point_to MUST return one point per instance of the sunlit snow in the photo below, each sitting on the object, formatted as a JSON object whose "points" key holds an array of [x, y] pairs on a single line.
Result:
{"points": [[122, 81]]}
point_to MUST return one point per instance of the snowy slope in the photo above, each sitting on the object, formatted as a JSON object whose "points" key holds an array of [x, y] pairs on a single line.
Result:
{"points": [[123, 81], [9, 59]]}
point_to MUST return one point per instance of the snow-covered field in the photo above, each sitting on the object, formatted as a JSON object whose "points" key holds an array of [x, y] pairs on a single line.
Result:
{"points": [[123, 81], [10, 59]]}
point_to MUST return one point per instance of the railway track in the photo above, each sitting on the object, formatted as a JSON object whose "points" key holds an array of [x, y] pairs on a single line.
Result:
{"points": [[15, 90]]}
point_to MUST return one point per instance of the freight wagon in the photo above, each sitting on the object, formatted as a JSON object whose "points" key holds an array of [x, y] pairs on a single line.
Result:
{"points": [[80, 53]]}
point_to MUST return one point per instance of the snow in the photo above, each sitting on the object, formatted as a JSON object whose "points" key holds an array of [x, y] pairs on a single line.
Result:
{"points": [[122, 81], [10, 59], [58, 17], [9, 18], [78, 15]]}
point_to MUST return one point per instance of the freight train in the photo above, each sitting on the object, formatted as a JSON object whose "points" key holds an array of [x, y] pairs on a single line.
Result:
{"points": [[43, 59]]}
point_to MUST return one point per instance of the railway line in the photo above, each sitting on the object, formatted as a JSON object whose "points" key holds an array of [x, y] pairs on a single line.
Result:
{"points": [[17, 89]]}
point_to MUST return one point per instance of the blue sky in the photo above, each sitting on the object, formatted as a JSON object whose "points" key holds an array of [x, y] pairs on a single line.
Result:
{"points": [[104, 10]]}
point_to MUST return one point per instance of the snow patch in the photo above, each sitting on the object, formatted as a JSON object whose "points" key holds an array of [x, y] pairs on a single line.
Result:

··········

Goal of the exercise:
Extract every line of the data above verbatim, changing nothing and leaving nothing out.

Solved problem:
point_to MUST return one point per instance of the sunlit snow in the photo below, each sitting on the object, formatted as a JSON object whose "points" key holds an array of [x, y] pairs on a single line.
Result:
{"points": [[122, 81]]}
point_to MUST return one point per instance of the snowy slope in the photo above, each sitting on the object, formatted as a JSON object whose "points" key holds an array of [x, y] pairs on a single line.
Result:
{"points": [[123, 81], [9, 59]]}
point_to MUST return one point per instance of the snow-covered field in the photo above, each sitting on the object, formatted as a JSON object whose "points" key holds an array of [x, y] pairs on a single line.
Result:
{"points": [[123, 81], [10, 59]]}
point_to MUST return one point per instance of the railway track in the photo above, each sitting on the object, formatted as a JSON object whose "points" key holds an array of [x, y] pairs on a single line.
Result:
{"points": [[15, 90]]}
point_to MUST return one point per instance of the freight wagon in the photo above, each sitting on the object, formatted as a JSON object whose "points" key holds an array of [x, y] pairs on a single line.
Result:
{"points": [[80, 53]]}
point_to MUST return one point per instance of the snow in the photo above, each sitting on the object, formatted as a JSON object whose "points" key holds an array of [x, y] pairs on a single line.
Result:
{"points": [[122, 81], [10, 59], [58, 17], [9, 18], [78, 15]]}
point_to MUST return one point per instance of the freight train in the photo above, each sitting on the object, formatted as a JSON object whose "points" key holds an array of [x, y] pairs on a single line.
Result:
{"points": [[43, 59]]}
point_to MUST return one point per instance of the railway line in the photo above, each sitting on the object, formatted as a JSON object whose "points" key holds an array of [x, y] pairs on a single line.
Result:
{"points": [[17, 89]]}
point_to MUST return one point per instance of the blue sky in the photo above, each sitting on the object, formatted as a JSON object whose "points" key holds an array of [x, y] pairs on a single line.
Result:
{"points": [[104, 10]]}
point_to MUST return one point per instance of the snow patch in the photo above, each sitting on the object, formatted as a JSON object whose "points" key holds an array of [x, y] pairs on a single line.
Result:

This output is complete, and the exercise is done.